(Natural-language object grounding data)
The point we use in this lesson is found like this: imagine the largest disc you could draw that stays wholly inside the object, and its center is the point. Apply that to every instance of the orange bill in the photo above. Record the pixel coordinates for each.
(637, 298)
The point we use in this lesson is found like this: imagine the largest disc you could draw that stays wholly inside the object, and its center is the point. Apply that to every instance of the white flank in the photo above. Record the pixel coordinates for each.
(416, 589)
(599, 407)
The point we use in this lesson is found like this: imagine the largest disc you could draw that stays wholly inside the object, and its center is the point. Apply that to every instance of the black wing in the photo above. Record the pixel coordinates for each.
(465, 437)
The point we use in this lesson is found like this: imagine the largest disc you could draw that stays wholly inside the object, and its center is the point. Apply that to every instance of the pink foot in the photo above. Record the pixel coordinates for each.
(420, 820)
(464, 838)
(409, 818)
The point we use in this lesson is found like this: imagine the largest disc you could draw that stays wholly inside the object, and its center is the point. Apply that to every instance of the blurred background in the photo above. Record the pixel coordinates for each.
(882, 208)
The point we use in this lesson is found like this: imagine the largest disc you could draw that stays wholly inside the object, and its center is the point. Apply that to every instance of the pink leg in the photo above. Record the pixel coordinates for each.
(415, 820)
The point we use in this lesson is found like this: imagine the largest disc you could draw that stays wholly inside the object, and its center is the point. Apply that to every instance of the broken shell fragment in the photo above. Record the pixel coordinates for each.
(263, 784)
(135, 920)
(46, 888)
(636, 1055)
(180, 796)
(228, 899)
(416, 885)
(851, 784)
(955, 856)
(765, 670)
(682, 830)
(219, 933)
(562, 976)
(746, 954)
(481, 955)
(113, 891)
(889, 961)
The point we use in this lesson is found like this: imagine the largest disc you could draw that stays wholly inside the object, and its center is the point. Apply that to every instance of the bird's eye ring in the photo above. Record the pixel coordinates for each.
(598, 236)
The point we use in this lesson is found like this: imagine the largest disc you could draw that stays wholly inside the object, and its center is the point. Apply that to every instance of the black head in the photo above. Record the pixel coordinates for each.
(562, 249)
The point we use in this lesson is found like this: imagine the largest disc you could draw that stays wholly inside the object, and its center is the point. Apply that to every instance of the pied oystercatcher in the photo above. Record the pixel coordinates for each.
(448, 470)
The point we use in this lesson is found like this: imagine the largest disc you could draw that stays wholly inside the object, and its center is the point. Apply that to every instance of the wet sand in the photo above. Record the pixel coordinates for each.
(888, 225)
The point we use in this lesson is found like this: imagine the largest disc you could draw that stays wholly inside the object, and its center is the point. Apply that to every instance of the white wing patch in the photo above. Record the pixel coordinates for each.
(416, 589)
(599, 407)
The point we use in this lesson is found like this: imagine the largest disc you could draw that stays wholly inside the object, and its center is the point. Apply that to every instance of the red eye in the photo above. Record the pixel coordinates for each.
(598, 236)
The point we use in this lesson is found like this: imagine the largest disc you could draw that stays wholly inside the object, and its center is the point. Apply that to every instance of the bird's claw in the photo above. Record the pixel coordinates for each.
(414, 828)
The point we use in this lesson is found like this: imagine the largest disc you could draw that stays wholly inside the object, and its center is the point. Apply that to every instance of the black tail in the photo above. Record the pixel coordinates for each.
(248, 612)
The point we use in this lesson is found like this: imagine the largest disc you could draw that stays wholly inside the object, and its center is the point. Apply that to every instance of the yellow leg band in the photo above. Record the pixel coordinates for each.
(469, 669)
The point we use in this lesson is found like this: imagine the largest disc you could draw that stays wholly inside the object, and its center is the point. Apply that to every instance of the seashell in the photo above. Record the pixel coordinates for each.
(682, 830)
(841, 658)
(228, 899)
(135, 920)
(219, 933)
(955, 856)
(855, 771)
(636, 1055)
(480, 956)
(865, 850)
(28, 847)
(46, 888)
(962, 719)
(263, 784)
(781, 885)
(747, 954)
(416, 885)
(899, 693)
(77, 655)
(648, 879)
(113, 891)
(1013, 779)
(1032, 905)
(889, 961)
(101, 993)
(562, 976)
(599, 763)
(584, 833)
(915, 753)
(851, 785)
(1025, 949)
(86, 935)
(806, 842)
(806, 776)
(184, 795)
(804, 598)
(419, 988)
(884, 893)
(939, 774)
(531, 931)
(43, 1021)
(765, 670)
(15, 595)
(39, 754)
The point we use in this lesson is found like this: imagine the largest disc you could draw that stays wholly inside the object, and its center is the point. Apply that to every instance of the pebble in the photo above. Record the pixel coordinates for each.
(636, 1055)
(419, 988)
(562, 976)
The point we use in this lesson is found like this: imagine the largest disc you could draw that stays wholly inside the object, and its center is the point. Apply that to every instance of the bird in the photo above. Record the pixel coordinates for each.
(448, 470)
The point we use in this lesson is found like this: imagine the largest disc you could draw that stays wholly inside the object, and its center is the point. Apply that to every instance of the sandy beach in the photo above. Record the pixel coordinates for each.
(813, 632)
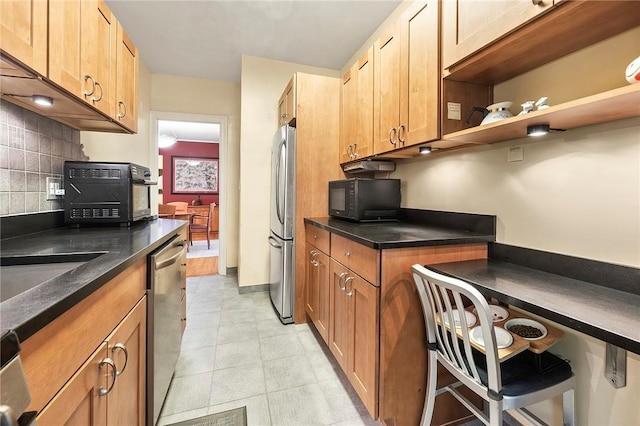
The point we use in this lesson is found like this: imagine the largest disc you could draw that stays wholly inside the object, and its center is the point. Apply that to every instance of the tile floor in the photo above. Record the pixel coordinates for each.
(235, 352)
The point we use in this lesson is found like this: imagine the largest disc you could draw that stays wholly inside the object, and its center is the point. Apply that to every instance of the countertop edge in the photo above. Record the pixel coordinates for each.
(30, 326)
(600, 333)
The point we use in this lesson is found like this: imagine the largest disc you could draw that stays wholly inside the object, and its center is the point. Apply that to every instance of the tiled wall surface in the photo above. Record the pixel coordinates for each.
(32, 148)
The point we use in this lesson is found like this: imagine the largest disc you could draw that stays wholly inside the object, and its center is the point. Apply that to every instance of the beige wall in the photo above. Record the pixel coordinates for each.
(576, 192)
(167, 93)
(262, 81)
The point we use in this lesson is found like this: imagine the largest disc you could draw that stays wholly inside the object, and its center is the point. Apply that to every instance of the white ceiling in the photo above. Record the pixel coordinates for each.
(206, 38)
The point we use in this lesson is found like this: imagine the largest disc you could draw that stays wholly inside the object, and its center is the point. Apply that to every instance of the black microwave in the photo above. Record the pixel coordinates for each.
(104, 193)
(364, 200)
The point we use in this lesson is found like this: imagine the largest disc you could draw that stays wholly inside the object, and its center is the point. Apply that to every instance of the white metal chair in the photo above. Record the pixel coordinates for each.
(514, 384)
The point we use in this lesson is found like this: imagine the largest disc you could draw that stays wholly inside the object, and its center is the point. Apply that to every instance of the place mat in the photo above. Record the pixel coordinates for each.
(235, 417)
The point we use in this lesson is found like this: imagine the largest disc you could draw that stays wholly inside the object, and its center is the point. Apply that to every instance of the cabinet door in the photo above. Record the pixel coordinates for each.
(23, 32)
(127, 349)
(362, 361)
(469, 25)
(387, 91)
(420, 75)
(348, 114)
(98, 29)
(79, 402)
(282, 109)
(317, 300)
(338, 314)
(126, 81)
(65, 45)
(364, 106)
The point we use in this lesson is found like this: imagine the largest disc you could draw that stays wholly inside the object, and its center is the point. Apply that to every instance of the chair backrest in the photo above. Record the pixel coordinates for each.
(167, 209)
(442, 297)
(181, 206)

◆ Instructions for the task:
Word for word, repeat the data above with the pictures left out.

◆ Exercise result:
The point we use in this lesson is found like this: imagine the largest disc you could draw that stays wholly inside the object, and its center is the point. Apply that to every instance of the orange bill in the photo above. Record the pixel coordinates for each.
(637, 298)
The point we use in this lesson is found like this: imagine the largest disc you could draw that stays wholly inside the object, and its center is the point. Apply that to every instance of the white flank in the photo above. Record the pixel coordinates for each.
(416, 589)
(599, 407)
The point we use in this lesson is found like this: imagine the largest disc you could draw that stays wholly inside the object, and its center is the point. Apply that to every instance of the black wing in the photo above. Record the pixel coordinates for each.
(465, 437)
The point we use in this lesson is found like this: imagine the largest disc you could draw that stays wholly inside the object, and its center is the point. Apply that to every instance of the pink foot in the photo above. Record the pixel coordinates for each.
(420, 820)
(464, 838)
(409, 818)
The point we use in this lesson is found like this: imagine the largest disc you could draw that stays wholly inside the object, and its center is the point. Apply that to every instance of the blurred background in the photo above. Record the pixel coordinates for each.
(882, 208)
The point we use in this lesson is found like this: imagine the largest disc you could draw that stays wholly inside the object, and its center is the point. Apply that to every instance of the pink leg in the photo above. Record the pixel coordinates for each.
(415, 820)
The point we use in this lesson is found like this: imagine the largest disc you could draw that stays wholly inside the object, and its center is the point. Apply that to every instance of the broken shell fragment in the photo above. Record the pixel coordinates for each.
(263, 784)
(135, 920)
(46, 888)
(636, 1055)
(180, 796)
(228, 899)
(416, 885)
(851, 784)
(955, 856)
(765, 670)
(682, 830)
(219, 933)
(562, 976)
(746, 954)
(481, 955)
(113, 891)
(889, 961)
The point we use in this lesson is found like this: imagine the largest disc you could draw that stays wholly inside the object, and its center is the point. Apply that to every instance of the bird's eye ring in the photo above. Record the pixel coordinates for each.
(598, 236)
The point we use in this lesson is found like this: imagine the largest disc you could draw that stays wholly inside the object, and its center is the point. Apply that to every instance of the black head in the photo above. Record the pixel coordinates for each.
(562, 249)
The point we use in this lesson is found like this: imagine the largest disc you could draw that stays wholly inside the object, and its center is the point. Apply that to every instance of the pied oystercatcher in the photo above. Record the pixel coordinates for each.
(448, 470)
The point we use in this lesson is found like this: imagine the largest disc you could draw that stays wholly inside the object, and its center is the point. Apply that to every instance of the wet sand in the photo above. Record the pixel coordinates for each.
(888, 225)
The point we use in this lesson is found like this: imagine the largest disc you could draw that stays wholly inside the object, and its center is the point. Apply that to every instance of the white wing patch in the photo above. Record the pixel coordinates for each.
(416, 589)
(599, 407)
The point we use in this lesson is found like this: imagine the largest disc you could draw that stays wholly inside the object, and its center is the point. Apply that to every instance of the red eye in the photo above. Record the pixel coordinates for each.
(598, 236)
The point we use in this lesson is found like this: imagine the largest disc you could draw that stays wholly inside the object, and its center is the point. Apply that to every instance of the bird's claw in the photo above. Record the pixel coordinates for each.
(414, 828)
The point we use in this lesson is found like this: imagine the largest disc you could draw that stays wholly inside the object, and its center is the point. Apply that to every instance of the black tail in the photo above. Record the pixel coordinates for each.
(248, 612)
The point we use in this lesson is found like this: imagine the largest disc you could draw that stays wholly inside the object, and its center is the point. Apply that to every instance of the yellow leg band in the photo above. Record the pixel coordinates for each.
(469, 669)
The point we use in this lesson is found like this: imagine the largest disc you could draw that stays wholly inside the object, and its center is the point. Apply that to every instance of the seashell in the photo above. Record the pixel coordinates for each.
(682, 830)
(841, 658)
(228, 899)
(135, 920)
(219, 933)
(955, 856)
(855, 771)
(636, 1055)
(480, 956)
(865, 850)
(28, 847)
(46, 888)
(962, 719)
(263, 784)
(781, 885)
(747, 954)
(416, 885)
(899, 693)
(77, 655)
(648, 879)
(113, 891)
(1013, 779)
(1032, 905)
(889, 961)
(101, 993)
(562, 976)
(599, 763)
(584, 833)
(915, 753)
(851, 785)
(1025, 949)
(86, 935)
(806, 842)
(806, 776)
(184, 795)
(804, 598)
(419, 988)
(884, 893)
(939, 774)
(531, 931)
(43, 1021)
(765, 670)
(15, 595)
(39, 754)
The point we use in this lesson is found like this: imagine the largest disc you could draw that stays wholly inside the object, and its center is the point. Apply that to every instance of the pebble in the photo above. Record the pixel coordinates for each.
(636, 1055)
(419, 988)
(562, 976)
The point we use in this lesson is found like this: imagine the largest disc you could draw that stays wholly inside the object, and its center is the point. Apply that to every instance of the bird in the photo above. Record the pixel coordinates for each.
(448, 470)
The point we use in this lesson is found like this: imagine the largest disc you could draw that stays wholly inside the object, and its center is the point. Apply that to every instance of the sandy beach in the photo above. Record the pixel coordinates for each.
(813, 632)
The point we use in this lesson is found like this: imagine the largest disc you could draw that stays wholly inside the object, and its center is the point. Apply that to every instance of the tile floor in the photo above. Record the pixel coordinates for each.
(235, 352)
The point we use in this lesson is found like this: imagine the largest disc you could draw that stays wholly inside the object, and its center is the point. Apply that to every instance of the countertop edge in the photo above. Record the pixel coordinates for each.
(30, 326)
(600, 333)
The point we use in this lesson is found like this: imagine the largest disc you could draw that stays wholly inside the object, and its center is the point. Apply that to every instance of the tiled wall surface in the photo above. Record the pixel coordinates for each.
(32, 148)
The point we use in this lesson is found like this: imagine the largest disc you could draw that stays wholly inside the object, and its center is the point. Apply that to every instance of the beige wall in the photo above. Record the pixel coordinates for each.
(576, 192)
(167, 93)
(262, 81)
The point we use in this lesson is found like this: imagine the largest disc you could draw that stays wholly inside the object, and its center is the point. Apply that to every instance of the white ceiling in the photo above. Record the pixel coordinates for each.
(206, 38)
The point we use in this lesson is found like this: imagine the largest disc you could draw that stays wholly inside the object, and its center is the point. Apply that to every instance of the black microwave in the photo above. Record the pixel coordinates for each.
(104, 193)
(364, 200)
The point we use in this lesson is found like this: imagine the largest disc you could draw that stays wholly inside the object, and its center is the point. Apply that to every instance of the white metal chair in the photo above. Record the pixel coordinates for each.
(514, 384)
The point we use in this lesson is found like this: imagine the largest disc you could draw that stays wholly inside the object, and its center is the point. Apply that to every instance of the place mat in the photo above. Record the pixel coordinates for each.
(235, 417)
The point we use in this lesson is found like this: imagine the largest disc you could draw that stays wholly inside the object, and its center is the point. Apply that to every instance of the cabinet door in the photo above. Record the pixel coordinates for each.
(23, 32)
(127, 349)
(362, 361)
(469, 25)
(387, 91)
(420, 75)
(348, 114)
(98, 29)
(79, 402)
(282, 109)
(317, 300)
(338, 314)
(126, 81)
(65, 45)
(364, 106)
The point we use in this lesson is found like this: imagine the largest disc you could draw that stays wholly inside the object, and its center is the point. Apply that to every instance of the chair backrest in the photo above. Record the pixel coordinates for each.
(167, 209)
(442, 297)
(181, 206)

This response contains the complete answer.